INSTRUCTION 1: List every line in the rows below that contains the word "large".

SOURCE DOCUMENT:
▬▬▬
# Wtf?



## 30ManStan (May 20, 2006)

Anybody seen this freaking thing??? I saw somebody spotted this off PLO on another borad.

http://www.wam-v.com/


----------



## RuddeDogg (Mar 20, 2004)

*Freaky*

That is really freaky looking.


----------



## GhostCrab (Sep 5, 2006)

I thought it was cool - I saw it at PLO. Here's the thread: http://www.pierandsurf.com/forum/showthread.php?t=43778


----------



## hengstthomas (Mar 11, 2006)

30ManStan said:


> Anybody seen this freaking thing??? I saw somebody spotted this off PLO on another borad.
> 
> http://www.wam-v.com/


How about that fishing platform ...


----------



## fishbait (Nov 11, 2005)

Yeah, that was cool. Almost looked like it was gliding on top of the water.


----------



## jcreamer (Mar 6, 2001)

What gets me is we all stood around watching it and did anyone think to take a picture,


----------



## fingersandclaws (Oct 17, 2005)

Good point JC, but speaking of pictures, is that some kinda S&M frog?


----------



## rgking03 (Mar 20, 2005)

Reminds me of those spiders you see on the water in ponds skirting around on the surface..


----------



## Huntsman (Mar 6, 2003)

rgking03 said:


> Reminds me of those spiders you see on the water in ponds skirting around on the surface..


Same thoughts, and it's probably where they got the idea... funny


----------



## jcreamer (Mar 6, 2001)

fingersandclaws said:


> Good point JC, but speaking of pictures, is that some kinda S&M frog?


That is a frog on our front steps it has a sign on it saying Gaurd Frog. Iam thinking about making a sound system that makes it growl when someone comes up the steps.


----------
▬▬▬
INSTRUCTION 2:
Answer these questions about the forum thread above:
(a) What website address does the first post link to?
(b) According to rgking03, what does the thing remind them of?
(c) What does jcreamer want the frog on the front steps to do when someone comes up the steps?

RAW DATA:
▬▬▬
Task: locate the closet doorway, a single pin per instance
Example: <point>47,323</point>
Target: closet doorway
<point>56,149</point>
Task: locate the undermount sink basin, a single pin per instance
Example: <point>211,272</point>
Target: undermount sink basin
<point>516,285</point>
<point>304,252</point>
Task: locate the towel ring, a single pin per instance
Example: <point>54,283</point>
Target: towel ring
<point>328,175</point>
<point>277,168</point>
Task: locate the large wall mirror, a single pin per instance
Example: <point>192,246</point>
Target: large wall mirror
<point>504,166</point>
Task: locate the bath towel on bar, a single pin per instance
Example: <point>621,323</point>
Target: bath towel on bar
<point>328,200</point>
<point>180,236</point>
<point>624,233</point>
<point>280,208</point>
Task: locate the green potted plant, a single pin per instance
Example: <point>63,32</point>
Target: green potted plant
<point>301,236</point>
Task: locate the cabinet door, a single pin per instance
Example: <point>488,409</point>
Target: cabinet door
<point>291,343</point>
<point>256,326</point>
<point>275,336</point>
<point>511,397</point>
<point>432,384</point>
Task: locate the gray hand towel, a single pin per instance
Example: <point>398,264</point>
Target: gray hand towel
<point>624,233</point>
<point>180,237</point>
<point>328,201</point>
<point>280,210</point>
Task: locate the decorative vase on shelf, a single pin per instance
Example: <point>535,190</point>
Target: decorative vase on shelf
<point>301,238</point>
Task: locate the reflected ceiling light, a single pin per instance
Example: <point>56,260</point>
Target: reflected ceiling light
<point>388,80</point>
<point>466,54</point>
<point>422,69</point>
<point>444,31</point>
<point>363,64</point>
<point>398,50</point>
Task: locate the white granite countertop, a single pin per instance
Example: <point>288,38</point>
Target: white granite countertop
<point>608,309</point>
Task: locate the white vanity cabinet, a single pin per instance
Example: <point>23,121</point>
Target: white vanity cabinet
▬▬▬
ANSWER 1:
Task: locate the large wall mirror, a single pin per instance
Target: large wall mirror

ANSWER 2:
(a) http://www.wam-v.com/
(b) Those spiders you see on the water in ponds skirting around on the surface.
(c) Growl.